__PASSAGE PROVIDED__
=-=-=

Nepal Looms

About Materials

Himalayan Wool:

The Himalayan wool used in Nepal Looms rugs comes from the Himalayan Mountain sheep that are indigenous only to the high plateaus of the Himalayan Mountains. These mountain sheep live in one of the harshest climates in the world at altitude ranging from 15,000 to 18,000 feet. It is this harsh climate that helps produce the fine wool for weaving of our rugs.

This extremely long staple gives the wool extra strength and makes Tibetan Rugs and Carpets the most durable in the world. The unusually high lanolin content gives the wool a natural strain resistance and a very luxurious feel to the touch.

The combination of the natural softness, rich texture and high concentration of lanolin found in Tibetan wool serves strong resilient to common stains, brings out a unique style to look at, smooth to walk on and durable to use. The simple designs combined with sophistication of natural dyes are compelling work of arts. We also weave rugs using natural silk in pile with wool combination; wool provides the softness while shined silk brings out the beauty of the floor to a different level of elegance.

Himalayan Nettle:

Himalayan wild nettle has been harvested for generations in Nepal to extract fiber in order to make carpets and fabrics. And the growing world demand for natural and environmentally friendly products means that these nettle carpets could increase opportunities for the rural economy in Nepal. The challenge is to ensure that this access to the market does not lead to unsustainable harvesting and the adoption of techniques for increased production speed that takes away the organic nature of this age-old traditional system.

=-=-=

__WHAT TO DO__
1. Translate this sentence from the Nepal Looms materials text into Spanish: "Himalayan wild nettle has been harvested for generations in Nepal to extract fiber in order to make carpets and fabrics."
2. Reproduce the part of the Nepal Looms materials text between "The Himalayan wool" and "to the touch.", inclusive.

__PROVIDED MATERIAL__

=-=-=

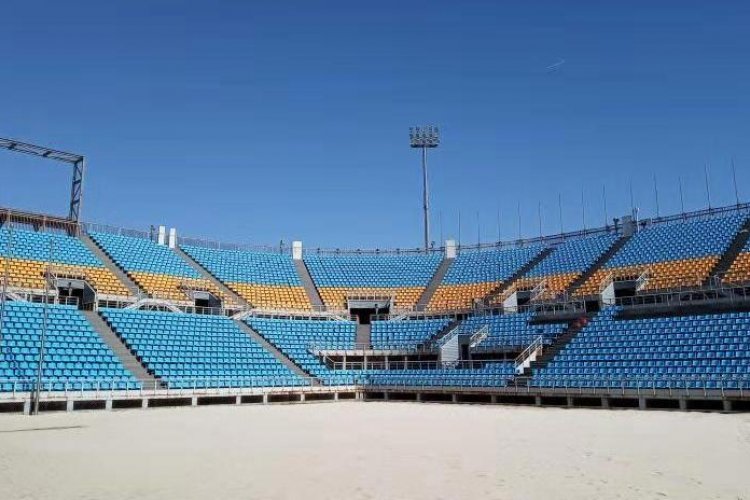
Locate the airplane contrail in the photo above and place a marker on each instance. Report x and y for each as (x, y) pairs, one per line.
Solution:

=-=-=

__ANSWERS TO THE TASKS__
1. La ortiga silvestre del Himalaya se ha cosechado durante generaciones en Nepal para extraer fibra con la que fabricar alfombras y telas.

2.
The Himalayan wool used in Nepal Looms rugs comes from the Himalayan Mountain sheep that are indigenous only to the high plateaus of the Himalayan Mountains. These mountain sheep live in one of the harshest climates in the world at altitude ranging from 15,000 to 18,000 feet. It is this harsh climate that helps produce the fine wool for weaving of our rugs.

This extremely long staple gives the wool extra strength and makes Tibetan Rugs and Carpets the most durable in the world. The unusually high lanolin content gives the wool a natural strain resistance and a very luxurious feel to the touch.